Requirement:
Scale the listing from its first line through the line holding "[(96, 142), (205, 128)]", inclusive, by copying every line and multiplying each coordinate on the line right after each "Target:" line by 1.85, rounding to whole numbers with halves going up. Leave all other lines as they stand, and give only these lines.

>> start Raw data

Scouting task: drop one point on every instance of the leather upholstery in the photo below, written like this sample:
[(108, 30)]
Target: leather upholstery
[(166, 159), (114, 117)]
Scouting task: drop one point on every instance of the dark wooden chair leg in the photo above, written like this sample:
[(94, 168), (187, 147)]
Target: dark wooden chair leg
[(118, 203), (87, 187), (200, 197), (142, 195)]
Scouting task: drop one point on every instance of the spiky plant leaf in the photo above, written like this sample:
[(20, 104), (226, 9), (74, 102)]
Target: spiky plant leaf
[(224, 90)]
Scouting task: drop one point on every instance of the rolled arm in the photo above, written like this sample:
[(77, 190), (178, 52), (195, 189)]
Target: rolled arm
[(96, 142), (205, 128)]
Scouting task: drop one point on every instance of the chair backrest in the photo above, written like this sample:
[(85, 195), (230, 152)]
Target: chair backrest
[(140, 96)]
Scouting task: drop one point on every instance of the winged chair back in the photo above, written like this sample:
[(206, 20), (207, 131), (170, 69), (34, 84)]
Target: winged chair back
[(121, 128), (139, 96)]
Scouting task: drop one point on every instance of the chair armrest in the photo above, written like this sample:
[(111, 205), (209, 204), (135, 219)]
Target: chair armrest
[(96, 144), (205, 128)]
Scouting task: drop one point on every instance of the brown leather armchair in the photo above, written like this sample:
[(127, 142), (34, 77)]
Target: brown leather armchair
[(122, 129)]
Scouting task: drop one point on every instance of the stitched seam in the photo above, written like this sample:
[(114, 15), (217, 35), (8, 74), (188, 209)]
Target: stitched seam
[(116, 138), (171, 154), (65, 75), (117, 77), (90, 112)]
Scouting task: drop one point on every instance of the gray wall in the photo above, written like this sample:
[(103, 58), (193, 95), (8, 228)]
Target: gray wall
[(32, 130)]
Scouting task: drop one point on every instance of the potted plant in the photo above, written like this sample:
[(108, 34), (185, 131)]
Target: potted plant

>> end Raw data

Solution for this problem:
Scouting task: drop one point on every instance of the leather upholstery in the photo below, written like this sample:
[(108, 30)]
Target: leather upholstery
[(307, 294), (211, 216)]
Scouting task: drop one point on every instance of the dark wooden chair leg in the photo above, written like this sample:
[(94, 168), (187, 147)]
Target: dark wooden chair leg
[(218, 376), (161, 346), (370, 364), (263, 361)]
Scouting task: drop one point on every instance of the spiky plant leaf in the photo above, written like this sample:
[(20, 104), (226, 9), (74, 102)]
Target: spiky plant leaf
[(414, 167)]
Scouting task: drop one point on every instance of the rolled arm in the photo above, written like this sample:
[(77, 190), (178, 52), (195, 189)]
Target: rolled arm
[(178, 263), (379, 237)]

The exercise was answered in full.